Segment Start: SOURCE EXTRACT
Sharkey, the picture here, is both embarrassing and cheeky -- almost literally a double-edged sword. It anticipates Mapplethorpe’s later nudes, but lacks their transgressive formalism. Jager posed his model with a long pole, no doubt to draw attention to the man’s chief physical attribute, hopefully with humor. But because the image plays on hackneyed Western stereotypes of the noble savage, it reeks of exploitation.
More surreal is an 1870 image by an unknown French photographer. It pictures a masked woman with hair so long she can throw her tresses over her arms like an evening wrap, though no other part of her is covered.
To satisfy prurient tastes, the exhibition offers a Daguerreotype of a fully clothed woman sitting on a park bench with her skirt pulled up, idly playing with herself for the direct gaze of the camera. This picture is not in plain sight. Spectators can get a gander only by peering into a 19th-century, stereoscopic viewer that grants the ogler a measure of privacy, if only for his or her thoughts.
Segment End: SOURCE EXTRACT
TASK INSTRUCTIONS:
1. In the exhibition review, what year is given for the image by an unknown French photographer?
2. Summarize the exhibition review in two sentences.
Segment Start: PROVIDED RECORDS
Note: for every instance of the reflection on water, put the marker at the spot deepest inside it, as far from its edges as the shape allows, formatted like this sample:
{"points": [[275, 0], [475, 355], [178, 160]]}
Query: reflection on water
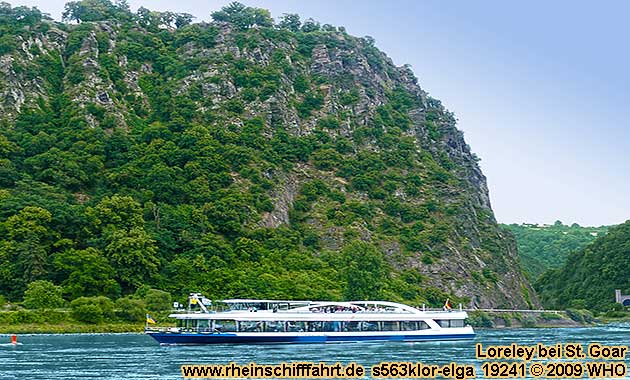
{"points": [[136, 356]]}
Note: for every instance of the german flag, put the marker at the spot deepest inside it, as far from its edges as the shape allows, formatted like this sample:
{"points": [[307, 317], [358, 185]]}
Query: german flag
{"points": [[447, 305]]}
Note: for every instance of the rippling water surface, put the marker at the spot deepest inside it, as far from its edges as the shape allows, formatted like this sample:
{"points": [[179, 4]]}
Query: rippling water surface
{"points": [[137, 356]]}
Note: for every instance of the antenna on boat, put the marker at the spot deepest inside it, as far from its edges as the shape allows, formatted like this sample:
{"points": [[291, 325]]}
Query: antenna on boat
{"points": [[197, 299]]}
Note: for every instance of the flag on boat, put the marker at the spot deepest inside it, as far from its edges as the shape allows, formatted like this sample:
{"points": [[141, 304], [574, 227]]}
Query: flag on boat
{"points": [[447, 305]]}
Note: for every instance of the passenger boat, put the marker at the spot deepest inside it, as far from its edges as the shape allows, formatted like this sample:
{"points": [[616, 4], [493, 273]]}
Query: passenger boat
{"points": [[273, 321]]}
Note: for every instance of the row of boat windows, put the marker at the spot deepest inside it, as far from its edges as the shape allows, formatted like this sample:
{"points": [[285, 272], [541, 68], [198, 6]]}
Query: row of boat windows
{"points": [[229, 325]]}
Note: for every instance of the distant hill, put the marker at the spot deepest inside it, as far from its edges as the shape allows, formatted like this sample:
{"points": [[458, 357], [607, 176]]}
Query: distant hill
{"points": [[240, 157], [590, 275], [544, 246]]}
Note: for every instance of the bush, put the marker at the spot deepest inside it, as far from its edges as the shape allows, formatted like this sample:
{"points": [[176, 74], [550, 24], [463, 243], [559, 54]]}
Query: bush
{"points": [[550, 316], [528, 321], [131, 310], [42, 295], [88, 313], [92, 309], [581, 316], [158, 300], [479, 319]]}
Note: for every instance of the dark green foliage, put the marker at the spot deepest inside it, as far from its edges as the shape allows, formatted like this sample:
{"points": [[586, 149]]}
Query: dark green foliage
{"points": [[220, 162], [158, 300], [590, 276], [92, 309], [242, 16], [131, 310], [546, 247], [42, 295]]}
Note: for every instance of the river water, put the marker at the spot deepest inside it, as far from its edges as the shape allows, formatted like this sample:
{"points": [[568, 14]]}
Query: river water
{"points": [[137, 356]]}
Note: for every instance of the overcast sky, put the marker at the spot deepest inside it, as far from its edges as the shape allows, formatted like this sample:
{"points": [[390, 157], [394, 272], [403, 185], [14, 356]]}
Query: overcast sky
{"points": [[541, 89]]}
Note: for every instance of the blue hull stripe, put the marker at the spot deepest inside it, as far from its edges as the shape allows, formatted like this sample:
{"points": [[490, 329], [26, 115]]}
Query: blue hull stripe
{"points": [[169, 338]]}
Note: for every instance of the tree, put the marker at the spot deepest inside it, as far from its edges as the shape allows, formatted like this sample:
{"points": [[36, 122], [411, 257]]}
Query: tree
{"points": [[364, 268], [243, 17], [290, 21], [42, 295], [131, 310], [310, 25], [158, 300], [92, 309], [87, 273], [132, 254], [96, 10], [183, 19], [29, 241]]}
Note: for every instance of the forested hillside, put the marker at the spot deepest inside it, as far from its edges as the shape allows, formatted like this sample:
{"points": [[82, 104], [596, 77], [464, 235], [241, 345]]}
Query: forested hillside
{"points": [[544, 247], [240, 157], [590, 276]]}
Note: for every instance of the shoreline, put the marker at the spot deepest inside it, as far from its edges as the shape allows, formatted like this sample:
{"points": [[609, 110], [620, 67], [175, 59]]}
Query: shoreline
{"points": [[120, 328]]}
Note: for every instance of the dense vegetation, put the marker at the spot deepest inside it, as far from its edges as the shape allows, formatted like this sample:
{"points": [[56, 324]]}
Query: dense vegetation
{"points": [[544, 247], [140, 149], [590, 276]]}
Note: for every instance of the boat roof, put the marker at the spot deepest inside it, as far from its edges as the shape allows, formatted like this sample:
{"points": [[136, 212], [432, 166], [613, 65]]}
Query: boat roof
{"points": [[250, 300]]}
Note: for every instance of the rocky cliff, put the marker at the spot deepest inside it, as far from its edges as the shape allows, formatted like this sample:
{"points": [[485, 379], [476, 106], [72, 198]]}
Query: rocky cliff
{"points": [[224, 135]]}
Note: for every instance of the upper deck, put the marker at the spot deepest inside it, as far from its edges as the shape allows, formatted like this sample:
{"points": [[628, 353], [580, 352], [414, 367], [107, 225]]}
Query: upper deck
{"points": [[253, 309]]}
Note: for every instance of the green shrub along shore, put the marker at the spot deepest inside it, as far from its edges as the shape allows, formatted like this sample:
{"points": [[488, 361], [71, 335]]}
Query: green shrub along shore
{"points": [[43, 310], [567, 318]]}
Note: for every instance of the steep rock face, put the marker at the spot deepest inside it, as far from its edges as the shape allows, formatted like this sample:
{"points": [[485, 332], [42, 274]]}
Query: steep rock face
{"points": [[326, 136]]}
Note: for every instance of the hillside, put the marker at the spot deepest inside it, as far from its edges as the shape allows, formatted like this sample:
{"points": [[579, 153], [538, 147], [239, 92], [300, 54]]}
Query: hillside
{"points": [[239, 157], [544, 247], [590, 276]]}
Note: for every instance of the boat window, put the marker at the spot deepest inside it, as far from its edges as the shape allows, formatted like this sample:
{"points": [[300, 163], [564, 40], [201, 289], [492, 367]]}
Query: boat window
{"points": [[274, 326], [225, 325], [250, 326], [204, 325], [296, 326], [315, 326], [389, 326], [408, 325], [351, 326], [446, 323], [369, 326], [332, 326]]}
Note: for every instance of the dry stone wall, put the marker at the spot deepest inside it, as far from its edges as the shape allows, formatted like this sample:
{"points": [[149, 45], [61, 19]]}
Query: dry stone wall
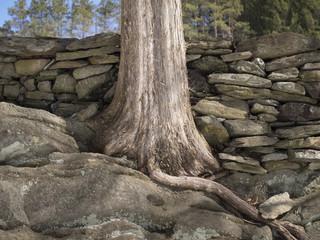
{"points": [[256, 103]]}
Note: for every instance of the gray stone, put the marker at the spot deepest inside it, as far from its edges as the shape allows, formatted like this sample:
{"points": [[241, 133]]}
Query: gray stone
{"points": [[236, 56], [289, 87], [305, 155], [209, 64], [29, 47], [255, 141], [29, 84], [69, 64], [30, 66], [259, 108], [7, 70], [293, 61], [309, 142], [62, 56], [48, 75], [65, 84], [284, 74], [27, 133], [240, 79], [37, 95], [246, 127], [276, 156], [298, 132], [300, 112], [89, 71], [88, 112], [11, 91], [96, 41], [276, 206], [239, 159], [247, 67], [88, 85], [213, 131], [229, 110], [240, 167], [278, 45], [104, 59], [310, 75], [45, 86]]}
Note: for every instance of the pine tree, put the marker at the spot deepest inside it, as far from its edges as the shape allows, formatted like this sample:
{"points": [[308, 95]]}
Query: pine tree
{"points": [[19, 16], [58, 13]]}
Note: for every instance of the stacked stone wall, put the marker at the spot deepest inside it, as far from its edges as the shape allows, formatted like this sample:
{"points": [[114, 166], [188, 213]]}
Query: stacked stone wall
{"points": [[256, 103]]}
Segment End: PROVIDED RECORDS
EXERCISE SOLUTIONS:
1. 1870

2. The review calls Jager's picture of a model posed with a long pole embarrassing and cheeky, and says it reeks of exploitation because it plays on stereotypes of the noble savage. It also describes an 1870 image of a masked woman whose long hair, thrown over her arms, is her only covering, and a Daguerreotype that spectators can see only by peering into a 19th-century stereoscopic viewer.